# START OF SOURCE PASSAGE

—it's such a good story) of an ESP researcher who apparently did a comprehensive study with a large number of volunteers. A thousand or so, in fact. And he said that although most of the volunteers lacked any notable ESP talent, one in particular seemed to have it in spades. In fact, he said, he had done a statistical analysis on the results, and this volunteer had scored "at the three-sigma level."
What does that mean? It means that the results of his volunteers followed a bell-curve sort of distribution, which has a standard deviation. The standard deviation is a measure of the spread or width of the bell curve, and is denoted by the Greek letter sigma (σ). So a result that is 3σ above the average is very unusual indeed.
How unusual? Well, a 1σ result is high enough that we'd expect only one volunteer in six to score that high, just out of random chance. A 2σ result is high enough that we'd expect only one volunteer in forty to score that high. And a 3σ result is high enough that we'd expect only one volunteer in a thousand to score that high. So that must be significant, right? I mean, only one in a thousand volunteers could be expected to score that high by chance. Oh, except that there were a thousand volunteers...so...uhh, maybe it's not so significant after all.
OK, maybe that story is apocryphal; I couldn't find it in a Google link. (Except now that I've posted this story, I'll be able to find it—on my blog.) But there is this excellent xkcd comic, which makes exactly the same point.
The first time I was directly confronted with this was many years ago, when I was tutoring a family friend in probability and statistics. Her teacher had assigned her a worksheet, and one of the problems concerned airplane accidents:
A survey of U.S. airplane accidents included seven major accidents involving fatalities. Although the survey covered five airlines, four of the accidents involved a single airline: US Airways. Is this statistically significant at the 5% level?
When we say that something is statistically significant at a given probability level, that refers to something called the null hypothesis, a central notion in statistics, and the inspiration for the name of this blog. The exact interpretation of the null hypothesis depends on the kind of problem you're examining, but roughly speaking, it asserts that there is no correlation, that there is no effect to be measured, that everything observed is the result of random chance variation. One doesn't—in fact, can't—prove the null hypothesis; in a sense, it is not even really assumed. We just compare other hypotheses to it.
So, in this case, the null hypothesis is that US Airways is not in fact more likely to have accidents than any other airline, that each accident is equally likely to involve any of the airlines. What we do then is to compute the probability that the pattern observed—four out of seven accidents involving US Airways—if the null hypothesis is presumed for the sake of argument to hold. If the resulting probability is less than 5% (1 in 20), then the observation is statistically significant at the 5% level. If the resulting probability is less than 1%, then the observation is statistically significant at the 1% level. And so on.

# END OF SOURCE PASSAGE

CHALLENGE -> Pick up the passage on statistical significance after its final sentence and keep it going. The entries that come next play no part in this.

# START OF DATA SUPPLIED

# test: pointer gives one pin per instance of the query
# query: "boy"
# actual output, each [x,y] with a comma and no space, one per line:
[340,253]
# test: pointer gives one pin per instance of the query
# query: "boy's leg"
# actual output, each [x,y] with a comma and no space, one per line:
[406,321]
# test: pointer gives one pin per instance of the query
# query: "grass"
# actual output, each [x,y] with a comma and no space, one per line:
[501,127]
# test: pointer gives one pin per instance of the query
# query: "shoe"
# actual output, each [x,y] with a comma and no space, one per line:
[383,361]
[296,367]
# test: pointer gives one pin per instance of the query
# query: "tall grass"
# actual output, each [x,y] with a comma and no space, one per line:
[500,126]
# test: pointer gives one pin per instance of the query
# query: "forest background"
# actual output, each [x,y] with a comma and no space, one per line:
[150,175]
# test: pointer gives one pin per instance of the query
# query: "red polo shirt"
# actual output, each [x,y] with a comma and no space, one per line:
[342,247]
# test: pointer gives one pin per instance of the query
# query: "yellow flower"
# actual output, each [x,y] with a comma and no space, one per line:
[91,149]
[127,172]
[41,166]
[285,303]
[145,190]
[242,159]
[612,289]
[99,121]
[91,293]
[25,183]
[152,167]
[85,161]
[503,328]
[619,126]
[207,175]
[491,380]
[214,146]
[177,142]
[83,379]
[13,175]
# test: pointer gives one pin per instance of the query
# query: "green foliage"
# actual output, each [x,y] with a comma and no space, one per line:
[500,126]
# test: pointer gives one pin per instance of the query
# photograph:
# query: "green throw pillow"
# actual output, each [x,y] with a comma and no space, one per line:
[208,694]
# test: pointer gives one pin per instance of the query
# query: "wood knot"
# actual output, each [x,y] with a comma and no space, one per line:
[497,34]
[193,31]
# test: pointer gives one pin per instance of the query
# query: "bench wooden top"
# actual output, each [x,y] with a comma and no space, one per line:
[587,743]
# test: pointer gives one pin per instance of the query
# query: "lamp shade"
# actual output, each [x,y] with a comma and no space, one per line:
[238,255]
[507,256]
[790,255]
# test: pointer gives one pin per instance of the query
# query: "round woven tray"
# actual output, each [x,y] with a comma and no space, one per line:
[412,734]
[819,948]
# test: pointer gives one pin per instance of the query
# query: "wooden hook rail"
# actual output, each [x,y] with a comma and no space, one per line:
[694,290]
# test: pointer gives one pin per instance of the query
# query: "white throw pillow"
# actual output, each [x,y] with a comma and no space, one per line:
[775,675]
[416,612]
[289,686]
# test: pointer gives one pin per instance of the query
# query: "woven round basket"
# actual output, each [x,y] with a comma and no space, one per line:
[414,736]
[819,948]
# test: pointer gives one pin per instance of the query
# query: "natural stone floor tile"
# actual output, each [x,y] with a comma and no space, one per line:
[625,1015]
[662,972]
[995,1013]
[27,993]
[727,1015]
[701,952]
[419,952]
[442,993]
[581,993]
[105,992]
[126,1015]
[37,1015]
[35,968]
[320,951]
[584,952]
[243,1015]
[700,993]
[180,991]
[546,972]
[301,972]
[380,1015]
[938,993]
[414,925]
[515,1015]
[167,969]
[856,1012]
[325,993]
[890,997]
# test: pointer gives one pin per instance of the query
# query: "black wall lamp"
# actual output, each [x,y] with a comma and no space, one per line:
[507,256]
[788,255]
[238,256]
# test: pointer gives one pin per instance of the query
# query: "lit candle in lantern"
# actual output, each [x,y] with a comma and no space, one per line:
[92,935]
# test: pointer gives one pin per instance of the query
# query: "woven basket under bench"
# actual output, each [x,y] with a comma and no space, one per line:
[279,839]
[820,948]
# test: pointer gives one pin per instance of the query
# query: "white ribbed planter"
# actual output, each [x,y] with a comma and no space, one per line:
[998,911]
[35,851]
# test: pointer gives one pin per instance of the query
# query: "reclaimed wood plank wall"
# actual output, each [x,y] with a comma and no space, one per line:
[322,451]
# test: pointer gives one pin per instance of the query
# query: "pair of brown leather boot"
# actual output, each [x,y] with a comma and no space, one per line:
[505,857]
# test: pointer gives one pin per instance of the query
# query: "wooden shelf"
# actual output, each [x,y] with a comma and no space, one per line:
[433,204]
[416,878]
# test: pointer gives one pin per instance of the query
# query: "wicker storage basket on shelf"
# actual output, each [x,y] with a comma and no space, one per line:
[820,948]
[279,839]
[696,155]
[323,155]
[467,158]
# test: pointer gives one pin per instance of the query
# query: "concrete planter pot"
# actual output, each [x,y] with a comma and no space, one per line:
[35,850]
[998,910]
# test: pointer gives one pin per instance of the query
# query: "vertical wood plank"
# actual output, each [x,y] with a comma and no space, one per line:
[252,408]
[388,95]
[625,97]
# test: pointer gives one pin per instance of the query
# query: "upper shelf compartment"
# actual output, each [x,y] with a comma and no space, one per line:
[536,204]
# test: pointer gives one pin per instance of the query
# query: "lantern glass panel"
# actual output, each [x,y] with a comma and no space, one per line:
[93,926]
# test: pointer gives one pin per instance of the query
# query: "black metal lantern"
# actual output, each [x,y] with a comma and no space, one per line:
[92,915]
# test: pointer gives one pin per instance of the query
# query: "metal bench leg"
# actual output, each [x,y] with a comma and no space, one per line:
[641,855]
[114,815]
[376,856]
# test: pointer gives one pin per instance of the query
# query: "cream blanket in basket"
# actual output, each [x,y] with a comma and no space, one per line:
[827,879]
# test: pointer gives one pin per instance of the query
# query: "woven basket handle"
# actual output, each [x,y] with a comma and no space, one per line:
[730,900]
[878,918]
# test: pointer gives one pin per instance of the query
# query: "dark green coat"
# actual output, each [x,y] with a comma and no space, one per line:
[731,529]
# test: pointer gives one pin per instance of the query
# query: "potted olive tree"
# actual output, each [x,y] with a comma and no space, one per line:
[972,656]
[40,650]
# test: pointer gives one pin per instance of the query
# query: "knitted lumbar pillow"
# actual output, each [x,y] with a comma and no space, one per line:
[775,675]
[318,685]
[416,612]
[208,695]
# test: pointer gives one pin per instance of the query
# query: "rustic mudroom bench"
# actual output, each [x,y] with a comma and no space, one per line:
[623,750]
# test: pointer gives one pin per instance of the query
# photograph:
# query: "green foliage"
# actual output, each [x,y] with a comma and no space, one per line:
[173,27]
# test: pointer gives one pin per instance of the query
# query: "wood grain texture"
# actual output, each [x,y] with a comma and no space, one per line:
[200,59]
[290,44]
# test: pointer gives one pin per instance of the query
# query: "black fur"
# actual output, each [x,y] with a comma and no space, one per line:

# END OF DATA SUPPLIED

TASK ANSWER ->
Well, let's go through the exercise. If there are five airlines, and seven accidents, and each accident is equally likely to involve any one of the five airlines (we'll assume for the time being that no accident involves more than one of the airlines), the probability we want is given by the binomial theorem:
P[US Airways is involved in four of seven accidents] = C(7,4) (1/5)^4 (4/5)^3 = 0.0287-
Since the probability is 2.87% < 5%, the observation is significant at the 5% level. Even if you add in the probability that they're involved in five or more accidents out of the seven, that probability only swells to 3.33%, so it's still significant at the 5% level.
Or so the teacher claimed. I wasn't so sure. I would say it depends a lot on what you're trying to determine, and here we get into an area where statistics is as much philosophy as it is mathematics and science.
The question is, why are you asking this question about US Airways? Is it because you have some other, material reason for doubting the safety of their flights? Or is it just the fact that four out of seven accidents involved them? This may seem like arguing about the number of angels that can dance on the head of a pin, but in truth, your approach to the question depends vitally on which it is. If it's because you have some other reason for suspecting US Airways—say, that they have shoddy maintenance records—then your line of reasoning is perfectly valid.
But if it's just the latter—if it's just a matter of noticing a cluster of US Airways accidents—then any airline at all might be the target of such a statistical analysis. We should then be asking what the probability is that any of the five airlines was involved in four (or more) of seven accidents. Since only one airline can be involved in four or more of the accidents, we can determine that probability very simply, by multiplying the single-airline probability by five, in which case we get 16.66%, which is decidedly not statistically significant. There's actually a one-in-six chance that some airline would be involved in four or more of seven accidents.
Why, that's only 1σ! Big deal!